EXTRACT.
— begin —

Implementation note: vectorised in one line of NumPy: np.sign(v) * np.maximum(np.abs(v) - lam, 0.0).
Indicator function: the projection#
$$\iota_C(x) = \begin{cases} 0, & x \in C, \\ +\infty, & x \notin C, \end{cases}$$ $$\mathrm{prox}_{\lambda \iota_C}(v) = \arg\min_{x \in C} \tfrac{1}{2}\|x - v\|_2^2 = P_C(v).$$Note the result is independent of $\lambda$ (the indicator is either $0$ or $+\infty$ ). This makes “projected gradient descent” a special case of “proximal gradient” — a hard constraint is just an infinitely strong penalty.

— end —

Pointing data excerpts
— begin —

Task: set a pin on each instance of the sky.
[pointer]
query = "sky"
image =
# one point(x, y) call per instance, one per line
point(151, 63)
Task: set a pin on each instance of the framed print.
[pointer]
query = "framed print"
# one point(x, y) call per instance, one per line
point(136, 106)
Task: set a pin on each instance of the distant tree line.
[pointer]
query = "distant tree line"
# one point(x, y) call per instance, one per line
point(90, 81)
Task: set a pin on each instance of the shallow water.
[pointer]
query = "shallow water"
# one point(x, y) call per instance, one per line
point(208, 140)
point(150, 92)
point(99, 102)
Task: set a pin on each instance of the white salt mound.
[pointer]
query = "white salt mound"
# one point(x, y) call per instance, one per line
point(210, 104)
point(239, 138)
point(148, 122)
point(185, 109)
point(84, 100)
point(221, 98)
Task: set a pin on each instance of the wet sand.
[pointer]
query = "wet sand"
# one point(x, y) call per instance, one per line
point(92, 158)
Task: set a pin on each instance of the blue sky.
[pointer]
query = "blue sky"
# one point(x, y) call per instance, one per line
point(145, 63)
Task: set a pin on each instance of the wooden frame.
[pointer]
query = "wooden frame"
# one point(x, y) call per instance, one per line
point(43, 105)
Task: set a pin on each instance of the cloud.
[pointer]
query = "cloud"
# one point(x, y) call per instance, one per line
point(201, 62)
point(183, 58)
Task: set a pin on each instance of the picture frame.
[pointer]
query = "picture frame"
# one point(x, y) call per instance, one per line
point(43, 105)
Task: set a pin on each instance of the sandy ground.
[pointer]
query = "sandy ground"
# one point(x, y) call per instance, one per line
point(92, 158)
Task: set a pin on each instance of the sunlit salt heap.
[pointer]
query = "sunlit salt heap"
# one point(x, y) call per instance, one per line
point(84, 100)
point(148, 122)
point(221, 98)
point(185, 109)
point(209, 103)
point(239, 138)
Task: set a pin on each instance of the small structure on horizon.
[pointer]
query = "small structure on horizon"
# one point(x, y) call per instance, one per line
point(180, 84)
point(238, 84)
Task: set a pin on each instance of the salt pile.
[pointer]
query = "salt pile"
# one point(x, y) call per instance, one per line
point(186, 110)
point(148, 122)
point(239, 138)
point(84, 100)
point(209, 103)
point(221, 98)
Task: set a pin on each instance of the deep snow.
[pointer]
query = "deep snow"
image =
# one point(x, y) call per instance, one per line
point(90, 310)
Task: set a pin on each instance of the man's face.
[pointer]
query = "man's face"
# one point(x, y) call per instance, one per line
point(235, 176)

— end —

WHAT YOU WILL DO.
(a) Can you reproduce the indicator-function excerpt from "Implementation note: vectorised" to "infinitely strong penalty."?
(b) Would you arrange the rows, from the first line of the rows to the line with "point(145, 63)", as a Markdown table with a No. column and a Line column, leaving out blank lines?

TASK RESULTS.
(a)
Implementation note: vectorised in one line of NumPy: np.sign(v) * np.maximum(np.abs(v) - lam, 0.0).
Indicator function: the projection#
$$\iota_C(x) = \begin{cases} 0, & x \in C, \\ +\infty, & x \notin C, \end{cases}$$ $$\mathrm{prox}_{\lambda \iota_C}(v) = \arg\min_{x \in C} \tfrac{1}{2}\|x - v\|_2^2 = P_C(v).$$Note the result is independent of $\lambda$ (the indicator is either $0$ or $+\infty$ ). This makes “projected gradient descent” a special case of “proximal gradient” — a hard constraint is just an infinitely strong penalty.

(b)
| No. | Line |
|---|---|
| 1 | Task: set a pin on each instance of the sky. |
| 2 | [pointer] |
| 3 | query = "sky" |
| 4 | image = |
| 5 | # one point(x, y) call per instance, one per line |
| 6 | point(151, 63) |
| 7 | Task: set a pin on each instance of the framed print. |
| 8 | [pointer] |
| 9 | query = "framed print" |
| 10 | # one point(x, y) call per instance, one per line |
| 11 | point(136, 106) |
| 12 | Task: set a pin on each instance of the distant tree line. |
| 13 | [pointer] |
| 14 | query = "distant tree line" |
| 15 | # one point(x, y) call per instance, one per line |
| 16 | point(90, 81) |
| 17 | Task: set a pin on each instance of the shallow water. |
| 18 | [pointer] |
| 19 | query = "shallow water" |
| 20 | # one point(x, y) call per instance, one per line |
| 21 | point(208, 140) |
| 22 | point(150, 92) |
| 23 | point(99, 102) |
| 24 | Task: set a pin on each instance of the white salt mound. |
| 25 | [pointer] |
| 26 | query = "white salt mound" |
| 27 | # one point(x, y) call per instance, one per line |
| 28 | point(210, 104) |
| 29 | point(239, 138) |
| 30 | point(148, 122) |
| 31 | point(185, 109) |
| 32 | point(84, 100) |
| 33 | point(221, 98) |
| 34 | Task: set a pin on each instance of the wet sand. |
| 35 | [pointer] |
| 36 | query = "wet sand" |
| 37 | # one point(x, y) call per instance, one per line |
| 38 | point(92, 158) |
| 39 | Task: set a pin on each instance of the blue sky. |
| 40 | [pointer] |
| 41 | query = "blue sky" |
| 42 | # one point(x, y) call per instance, one per line |
| 43 | point(145, 63) |